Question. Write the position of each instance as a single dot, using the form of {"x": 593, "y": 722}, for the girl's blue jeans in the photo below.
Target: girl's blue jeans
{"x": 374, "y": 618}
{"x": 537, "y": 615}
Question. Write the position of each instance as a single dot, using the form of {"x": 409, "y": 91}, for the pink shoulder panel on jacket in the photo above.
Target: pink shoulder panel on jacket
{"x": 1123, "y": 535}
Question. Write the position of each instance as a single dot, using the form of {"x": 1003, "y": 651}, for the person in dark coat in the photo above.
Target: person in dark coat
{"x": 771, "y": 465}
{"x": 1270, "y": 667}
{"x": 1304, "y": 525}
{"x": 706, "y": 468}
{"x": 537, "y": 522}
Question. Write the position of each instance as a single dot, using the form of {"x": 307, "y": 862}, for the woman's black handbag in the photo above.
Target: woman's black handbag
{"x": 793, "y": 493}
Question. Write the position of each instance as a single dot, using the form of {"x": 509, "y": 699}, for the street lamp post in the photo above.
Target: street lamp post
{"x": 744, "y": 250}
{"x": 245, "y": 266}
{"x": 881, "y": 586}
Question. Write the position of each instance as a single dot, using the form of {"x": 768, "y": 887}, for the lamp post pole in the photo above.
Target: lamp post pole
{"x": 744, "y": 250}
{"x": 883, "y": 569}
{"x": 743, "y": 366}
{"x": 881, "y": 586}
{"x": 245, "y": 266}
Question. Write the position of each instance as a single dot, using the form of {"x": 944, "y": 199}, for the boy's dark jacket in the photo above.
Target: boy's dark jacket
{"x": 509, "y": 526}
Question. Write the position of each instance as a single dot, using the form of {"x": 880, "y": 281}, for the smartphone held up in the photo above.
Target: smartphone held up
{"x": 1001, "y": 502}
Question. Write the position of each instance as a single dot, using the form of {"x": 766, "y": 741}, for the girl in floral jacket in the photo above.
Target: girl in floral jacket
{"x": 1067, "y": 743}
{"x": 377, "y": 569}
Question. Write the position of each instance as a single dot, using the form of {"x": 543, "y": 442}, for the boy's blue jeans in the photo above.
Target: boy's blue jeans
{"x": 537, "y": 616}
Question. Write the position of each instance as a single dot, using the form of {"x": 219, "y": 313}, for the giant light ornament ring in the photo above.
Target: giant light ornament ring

- Your objective:
Reproduce all of the records above word for word, changing, dropping, or adding nothing.

- Output for this exercise:
Question. Write the position of each instance as a single dot, using the form of {"x": 593, "y": 722}, for the girl's blue jeans in the photo below.
Target: girl's blue jeans
{"x": 374, "y": 618}
{"x": 537, "y": 615}
Question. Write the position of each instance as a single dot, using the form of {"x": 409, "y": 91}, for the pink shoulder panel on jacket in the photo above.
Target: pink shoulder panel on jacket
{"x": 1123, "y": 535}
Question. Write the position of each instance as a single dot, using the form of {"x": 1003, "y": 651}, for the person in dark coat in the photo above.
Target: person in dark coat
{"x": 771, "y": 465}
{"x": 1270, "y": 667}
{"x": 1304, "y": 525}
{"x": 706, "y": 468}
{"x": 537, "y": 522}
Question. Write the position of each instance as a single dot, using the form of {"x": 307, "y": 862}, for the woman's black handbag in the photo above.
Target: woman's black handbag
{"x": 793, "y": 493}
Question. Write the position of each instance as a single dot, using the form of {"x": 509, "y": 699}, for the street lamp post in the photo above.
Target: street lamp post
{"x": 744, "y": 250}
{"x": 245, "y": 266}
{"x": 881, "y": 586}
Question. Write the position of each instance as a single dot, using the form of {"x": 768, "y": 887}, for the lamp post pole in the photo above.
Target: lamp post pole
{"x": 744, "y": 250}
{"x": 883, "y": 569}
{"x": 743, "y": 366}
{"x": 881, "y": 586}
{"x": 245, "y": 266}
Question. Write the position of each instance as a single dot, using the form of {"x": 944, "y": 199}, for the boy's dark jacket in the photo above.
Target: boy's dark jacket
{"x": 509, "y": 526}
Question. Write the position of each instance as a single dot, using the form of {"x": 880, "y": 281}, for the smartphone held up in the photo above.
Target: smartphone held up
{"x": 1001, "y": 502}
Question. Write the position of each instance as a single dot, using the form of {"x": 766, "y": 741}, for the girl in floral jacket in the photo above.
Target: girl in floral jacket
{"x": 1067, "y": 743}
{"x": 377, "y": 569}
Question. Write the position of each instance as a single dot, using the form of {"x": 543, "y": 442}, for the boy's blue jeans in the photo above.
Target: boy's blue jeans
{"x": 537, "y": 616}
Question. Write the position of each instance as a single dot, using the form of {"x": 219, "y": 313}, for the giant light ornament ring in the photo above.
Target: giant light ornament ring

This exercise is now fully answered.